#### The task
Set down, word for word, the stretch of lines from the one containing "Warehouse pick-planner input: mark the window" to the end of the records below.

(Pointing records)
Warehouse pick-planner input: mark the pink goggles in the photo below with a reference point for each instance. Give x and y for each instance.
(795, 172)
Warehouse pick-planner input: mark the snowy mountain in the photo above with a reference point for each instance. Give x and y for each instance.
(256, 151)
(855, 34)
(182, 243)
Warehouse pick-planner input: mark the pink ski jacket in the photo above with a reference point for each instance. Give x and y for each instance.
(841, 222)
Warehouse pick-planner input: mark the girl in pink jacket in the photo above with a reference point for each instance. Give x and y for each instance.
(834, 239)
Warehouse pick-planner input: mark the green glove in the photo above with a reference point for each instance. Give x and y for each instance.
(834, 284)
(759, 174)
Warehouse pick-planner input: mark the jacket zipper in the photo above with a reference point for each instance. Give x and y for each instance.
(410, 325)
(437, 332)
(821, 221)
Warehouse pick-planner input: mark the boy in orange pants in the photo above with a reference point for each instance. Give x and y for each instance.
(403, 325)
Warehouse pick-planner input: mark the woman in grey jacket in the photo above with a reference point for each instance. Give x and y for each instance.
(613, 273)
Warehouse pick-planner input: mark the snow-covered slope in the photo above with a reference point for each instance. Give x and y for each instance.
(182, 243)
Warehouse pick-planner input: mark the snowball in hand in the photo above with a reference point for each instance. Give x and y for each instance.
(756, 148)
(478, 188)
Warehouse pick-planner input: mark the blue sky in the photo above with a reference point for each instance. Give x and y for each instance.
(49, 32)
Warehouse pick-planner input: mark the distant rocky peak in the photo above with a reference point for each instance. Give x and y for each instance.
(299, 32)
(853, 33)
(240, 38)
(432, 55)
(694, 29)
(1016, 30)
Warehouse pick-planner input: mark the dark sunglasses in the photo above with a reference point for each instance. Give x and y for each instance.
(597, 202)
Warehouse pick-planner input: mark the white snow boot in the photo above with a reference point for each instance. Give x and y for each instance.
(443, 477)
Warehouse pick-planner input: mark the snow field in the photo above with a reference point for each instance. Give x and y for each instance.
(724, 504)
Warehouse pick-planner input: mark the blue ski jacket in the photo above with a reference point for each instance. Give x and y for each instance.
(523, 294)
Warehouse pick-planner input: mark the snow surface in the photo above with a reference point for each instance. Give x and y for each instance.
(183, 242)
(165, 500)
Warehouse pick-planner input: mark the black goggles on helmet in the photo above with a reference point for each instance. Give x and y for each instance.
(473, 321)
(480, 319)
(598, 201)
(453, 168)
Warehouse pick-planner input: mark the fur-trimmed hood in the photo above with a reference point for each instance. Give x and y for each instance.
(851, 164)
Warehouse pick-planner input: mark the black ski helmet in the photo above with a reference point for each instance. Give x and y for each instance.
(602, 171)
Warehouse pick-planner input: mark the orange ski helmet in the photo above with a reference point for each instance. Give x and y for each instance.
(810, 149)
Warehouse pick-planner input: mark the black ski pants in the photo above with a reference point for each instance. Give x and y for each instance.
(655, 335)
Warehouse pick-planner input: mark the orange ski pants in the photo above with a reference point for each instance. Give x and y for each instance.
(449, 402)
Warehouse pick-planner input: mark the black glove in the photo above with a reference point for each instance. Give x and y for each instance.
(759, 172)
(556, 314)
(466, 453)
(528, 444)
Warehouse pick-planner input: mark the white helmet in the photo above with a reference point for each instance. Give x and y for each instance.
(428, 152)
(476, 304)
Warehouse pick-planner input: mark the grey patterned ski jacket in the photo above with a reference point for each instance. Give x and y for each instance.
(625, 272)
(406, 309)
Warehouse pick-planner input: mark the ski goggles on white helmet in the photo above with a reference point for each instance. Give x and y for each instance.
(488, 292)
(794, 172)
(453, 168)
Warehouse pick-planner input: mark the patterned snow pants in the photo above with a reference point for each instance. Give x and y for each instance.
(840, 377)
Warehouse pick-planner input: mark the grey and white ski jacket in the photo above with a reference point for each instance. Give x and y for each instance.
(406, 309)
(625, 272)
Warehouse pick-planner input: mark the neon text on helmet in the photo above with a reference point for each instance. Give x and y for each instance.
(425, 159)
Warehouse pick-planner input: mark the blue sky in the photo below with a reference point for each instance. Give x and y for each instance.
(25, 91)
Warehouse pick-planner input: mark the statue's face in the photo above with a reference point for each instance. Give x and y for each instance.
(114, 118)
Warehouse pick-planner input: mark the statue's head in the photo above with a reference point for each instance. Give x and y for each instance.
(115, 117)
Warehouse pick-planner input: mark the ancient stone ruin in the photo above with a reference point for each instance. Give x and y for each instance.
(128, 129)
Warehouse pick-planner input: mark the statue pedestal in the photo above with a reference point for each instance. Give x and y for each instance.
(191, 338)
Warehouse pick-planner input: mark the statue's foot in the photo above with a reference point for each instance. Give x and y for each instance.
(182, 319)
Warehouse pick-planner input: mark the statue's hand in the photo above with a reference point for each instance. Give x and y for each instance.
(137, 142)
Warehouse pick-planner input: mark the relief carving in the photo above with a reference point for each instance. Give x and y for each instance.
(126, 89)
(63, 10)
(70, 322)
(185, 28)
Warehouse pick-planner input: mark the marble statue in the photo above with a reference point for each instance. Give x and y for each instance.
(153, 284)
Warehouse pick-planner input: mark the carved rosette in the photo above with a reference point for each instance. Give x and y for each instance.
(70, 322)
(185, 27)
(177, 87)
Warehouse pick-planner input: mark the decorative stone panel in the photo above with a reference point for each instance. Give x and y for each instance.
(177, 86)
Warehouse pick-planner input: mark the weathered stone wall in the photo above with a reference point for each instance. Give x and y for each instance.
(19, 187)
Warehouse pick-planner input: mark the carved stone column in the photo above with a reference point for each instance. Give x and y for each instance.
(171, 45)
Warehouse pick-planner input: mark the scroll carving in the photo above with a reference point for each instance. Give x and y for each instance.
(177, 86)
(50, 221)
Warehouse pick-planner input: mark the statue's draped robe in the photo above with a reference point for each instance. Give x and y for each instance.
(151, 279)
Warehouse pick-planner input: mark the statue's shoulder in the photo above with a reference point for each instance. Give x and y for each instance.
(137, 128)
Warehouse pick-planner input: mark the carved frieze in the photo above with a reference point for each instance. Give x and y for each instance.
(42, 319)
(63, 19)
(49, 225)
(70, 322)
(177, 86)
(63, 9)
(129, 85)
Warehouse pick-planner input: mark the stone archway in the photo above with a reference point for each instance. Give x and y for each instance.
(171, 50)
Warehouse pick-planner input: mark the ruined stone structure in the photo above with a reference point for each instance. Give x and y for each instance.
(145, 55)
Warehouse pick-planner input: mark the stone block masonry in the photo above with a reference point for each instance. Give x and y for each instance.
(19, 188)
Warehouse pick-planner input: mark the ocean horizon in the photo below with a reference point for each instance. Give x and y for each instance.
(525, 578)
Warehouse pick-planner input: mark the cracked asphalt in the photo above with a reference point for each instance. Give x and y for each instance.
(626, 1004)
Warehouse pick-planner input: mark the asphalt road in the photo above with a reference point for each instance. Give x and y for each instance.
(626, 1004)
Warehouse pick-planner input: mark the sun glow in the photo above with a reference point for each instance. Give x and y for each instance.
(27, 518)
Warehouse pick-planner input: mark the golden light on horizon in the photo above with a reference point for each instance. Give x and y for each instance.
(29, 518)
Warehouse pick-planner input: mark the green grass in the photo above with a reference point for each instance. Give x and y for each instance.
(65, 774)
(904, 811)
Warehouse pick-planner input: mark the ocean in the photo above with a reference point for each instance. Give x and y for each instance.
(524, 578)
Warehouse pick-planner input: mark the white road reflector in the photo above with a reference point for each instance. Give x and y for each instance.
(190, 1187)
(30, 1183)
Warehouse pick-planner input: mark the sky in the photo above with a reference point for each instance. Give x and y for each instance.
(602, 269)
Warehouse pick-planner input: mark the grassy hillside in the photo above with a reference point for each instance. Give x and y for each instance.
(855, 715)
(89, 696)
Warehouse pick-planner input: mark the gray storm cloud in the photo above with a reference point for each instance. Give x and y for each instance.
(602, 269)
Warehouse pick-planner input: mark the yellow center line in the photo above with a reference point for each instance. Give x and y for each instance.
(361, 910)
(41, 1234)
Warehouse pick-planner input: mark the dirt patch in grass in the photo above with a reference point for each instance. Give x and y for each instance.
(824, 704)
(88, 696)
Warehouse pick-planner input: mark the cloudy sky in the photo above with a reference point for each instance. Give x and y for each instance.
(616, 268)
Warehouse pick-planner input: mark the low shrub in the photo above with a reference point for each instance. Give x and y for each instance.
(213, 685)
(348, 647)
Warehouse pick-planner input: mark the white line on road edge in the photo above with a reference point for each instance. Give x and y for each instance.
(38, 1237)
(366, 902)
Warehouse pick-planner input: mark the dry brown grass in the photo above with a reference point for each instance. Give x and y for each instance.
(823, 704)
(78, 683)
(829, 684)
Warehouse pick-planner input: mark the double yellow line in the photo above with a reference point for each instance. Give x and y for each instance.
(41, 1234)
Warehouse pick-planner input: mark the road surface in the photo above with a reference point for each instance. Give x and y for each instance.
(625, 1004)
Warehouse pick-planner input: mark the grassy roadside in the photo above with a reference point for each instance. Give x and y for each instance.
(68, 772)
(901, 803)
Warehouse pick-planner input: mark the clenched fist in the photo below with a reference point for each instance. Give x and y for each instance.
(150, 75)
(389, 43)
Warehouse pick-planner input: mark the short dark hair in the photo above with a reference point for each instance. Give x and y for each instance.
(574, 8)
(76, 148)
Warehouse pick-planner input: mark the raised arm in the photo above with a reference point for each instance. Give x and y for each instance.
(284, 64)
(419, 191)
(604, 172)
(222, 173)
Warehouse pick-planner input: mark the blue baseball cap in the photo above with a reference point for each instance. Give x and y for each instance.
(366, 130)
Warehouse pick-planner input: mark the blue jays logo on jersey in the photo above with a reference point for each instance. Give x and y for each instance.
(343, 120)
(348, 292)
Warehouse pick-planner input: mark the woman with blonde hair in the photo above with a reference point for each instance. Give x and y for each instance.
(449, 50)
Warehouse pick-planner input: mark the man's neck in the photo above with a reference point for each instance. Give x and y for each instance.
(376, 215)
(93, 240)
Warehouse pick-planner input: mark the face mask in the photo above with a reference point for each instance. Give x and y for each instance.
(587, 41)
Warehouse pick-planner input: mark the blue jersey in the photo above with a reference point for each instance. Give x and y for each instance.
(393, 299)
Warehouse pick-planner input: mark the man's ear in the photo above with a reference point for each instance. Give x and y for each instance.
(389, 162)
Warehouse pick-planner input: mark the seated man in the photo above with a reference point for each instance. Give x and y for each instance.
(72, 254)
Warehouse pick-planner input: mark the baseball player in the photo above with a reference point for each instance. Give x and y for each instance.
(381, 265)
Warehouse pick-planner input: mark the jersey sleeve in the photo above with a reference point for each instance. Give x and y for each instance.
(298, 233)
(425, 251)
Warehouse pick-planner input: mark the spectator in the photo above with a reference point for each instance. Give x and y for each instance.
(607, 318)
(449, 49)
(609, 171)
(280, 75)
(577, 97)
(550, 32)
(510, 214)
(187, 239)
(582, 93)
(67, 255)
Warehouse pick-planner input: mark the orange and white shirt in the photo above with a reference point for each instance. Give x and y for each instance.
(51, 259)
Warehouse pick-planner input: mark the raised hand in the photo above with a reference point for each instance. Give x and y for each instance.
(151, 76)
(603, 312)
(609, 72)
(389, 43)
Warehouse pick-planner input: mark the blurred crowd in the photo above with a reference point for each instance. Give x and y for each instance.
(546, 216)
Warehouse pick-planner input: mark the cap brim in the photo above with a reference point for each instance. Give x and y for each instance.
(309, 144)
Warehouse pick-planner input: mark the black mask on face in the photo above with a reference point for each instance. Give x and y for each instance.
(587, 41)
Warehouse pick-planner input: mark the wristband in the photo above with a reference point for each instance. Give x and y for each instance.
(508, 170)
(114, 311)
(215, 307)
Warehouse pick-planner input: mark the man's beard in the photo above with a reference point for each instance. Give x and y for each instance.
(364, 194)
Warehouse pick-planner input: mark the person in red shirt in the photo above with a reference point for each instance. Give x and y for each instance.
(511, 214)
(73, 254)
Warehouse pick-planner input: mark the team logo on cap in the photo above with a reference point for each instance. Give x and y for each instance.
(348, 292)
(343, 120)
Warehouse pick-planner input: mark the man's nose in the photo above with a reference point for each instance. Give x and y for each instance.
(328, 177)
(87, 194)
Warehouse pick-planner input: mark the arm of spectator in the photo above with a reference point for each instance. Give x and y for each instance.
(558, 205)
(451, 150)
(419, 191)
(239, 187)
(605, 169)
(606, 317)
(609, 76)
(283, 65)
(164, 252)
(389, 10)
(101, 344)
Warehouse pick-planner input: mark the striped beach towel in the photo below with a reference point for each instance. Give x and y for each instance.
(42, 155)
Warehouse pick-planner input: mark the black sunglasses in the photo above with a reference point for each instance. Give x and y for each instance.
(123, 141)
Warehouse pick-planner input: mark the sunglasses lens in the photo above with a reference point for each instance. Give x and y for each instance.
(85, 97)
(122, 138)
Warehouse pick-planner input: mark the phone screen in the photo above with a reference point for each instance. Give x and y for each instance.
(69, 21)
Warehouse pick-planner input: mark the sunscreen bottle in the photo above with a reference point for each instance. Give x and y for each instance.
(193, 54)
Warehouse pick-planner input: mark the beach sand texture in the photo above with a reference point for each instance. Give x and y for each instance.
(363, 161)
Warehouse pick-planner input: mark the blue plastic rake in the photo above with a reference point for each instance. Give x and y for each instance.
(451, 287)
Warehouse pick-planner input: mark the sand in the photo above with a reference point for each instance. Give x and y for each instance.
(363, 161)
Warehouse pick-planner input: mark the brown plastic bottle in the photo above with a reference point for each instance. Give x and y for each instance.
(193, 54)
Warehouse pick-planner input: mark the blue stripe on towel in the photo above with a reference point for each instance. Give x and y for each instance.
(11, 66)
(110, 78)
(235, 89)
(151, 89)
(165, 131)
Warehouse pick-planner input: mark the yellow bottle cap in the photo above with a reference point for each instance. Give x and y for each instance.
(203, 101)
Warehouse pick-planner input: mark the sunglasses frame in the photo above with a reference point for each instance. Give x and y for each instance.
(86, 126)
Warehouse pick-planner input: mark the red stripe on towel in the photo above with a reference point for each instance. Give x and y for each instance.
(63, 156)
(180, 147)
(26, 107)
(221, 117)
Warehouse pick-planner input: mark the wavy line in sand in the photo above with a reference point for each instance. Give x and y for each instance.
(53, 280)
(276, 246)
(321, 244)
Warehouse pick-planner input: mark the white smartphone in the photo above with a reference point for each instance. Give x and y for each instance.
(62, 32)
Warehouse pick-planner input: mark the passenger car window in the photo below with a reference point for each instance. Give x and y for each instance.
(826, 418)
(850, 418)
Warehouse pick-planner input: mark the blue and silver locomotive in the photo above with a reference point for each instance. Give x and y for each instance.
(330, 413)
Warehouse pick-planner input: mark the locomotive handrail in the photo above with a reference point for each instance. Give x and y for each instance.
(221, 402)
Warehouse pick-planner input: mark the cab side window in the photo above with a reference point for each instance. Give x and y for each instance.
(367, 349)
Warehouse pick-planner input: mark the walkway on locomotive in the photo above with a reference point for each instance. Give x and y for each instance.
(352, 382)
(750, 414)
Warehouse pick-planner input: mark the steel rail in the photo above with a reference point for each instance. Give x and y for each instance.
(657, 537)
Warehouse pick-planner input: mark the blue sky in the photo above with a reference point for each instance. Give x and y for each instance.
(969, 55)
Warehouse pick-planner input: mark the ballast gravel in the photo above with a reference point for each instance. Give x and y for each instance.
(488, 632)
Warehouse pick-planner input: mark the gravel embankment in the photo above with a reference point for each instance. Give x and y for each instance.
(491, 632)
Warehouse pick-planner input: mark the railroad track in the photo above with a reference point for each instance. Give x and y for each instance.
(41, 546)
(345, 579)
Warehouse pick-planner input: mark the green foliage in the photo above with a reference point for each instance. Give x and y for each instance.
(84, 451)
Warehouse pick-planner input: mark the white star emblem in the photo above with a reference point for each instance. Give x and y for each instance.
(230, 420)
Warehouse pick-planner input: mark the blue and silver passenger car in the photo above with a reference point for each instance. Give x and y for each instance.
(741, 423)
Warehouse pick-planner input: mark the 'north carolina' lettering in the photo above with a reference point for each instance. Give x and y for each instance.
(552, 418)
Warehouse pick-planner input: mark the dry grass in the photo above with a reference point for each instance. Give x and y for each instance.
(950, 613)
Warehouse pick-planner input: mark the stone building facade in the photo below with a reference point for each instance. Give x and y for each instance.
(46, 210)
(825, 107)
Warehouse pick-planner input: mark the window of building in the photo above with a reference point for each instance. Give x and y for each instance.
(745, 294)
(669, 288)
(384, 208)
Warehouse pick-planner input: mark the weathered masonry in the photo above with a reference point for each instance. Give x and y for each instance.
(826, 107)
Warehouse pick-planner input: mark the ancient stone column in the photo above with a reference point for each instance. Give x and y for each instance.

#### Output for this task
Warehouse pick-planner input: mark the window of building in the photo above with a reference point for each instance. Give x and y for each instance.
(745, 294)
(669, 288)
(384, 208)
Warehouse pick-planner input: mark the weathered masonry in the photo above with a reference point for each instance. Give x and y for each instance.
(826, 107)
Warehouse pick-planner input: mark the ancient stone column in the photo above with a reference point for each instance. Give x and y for each instance.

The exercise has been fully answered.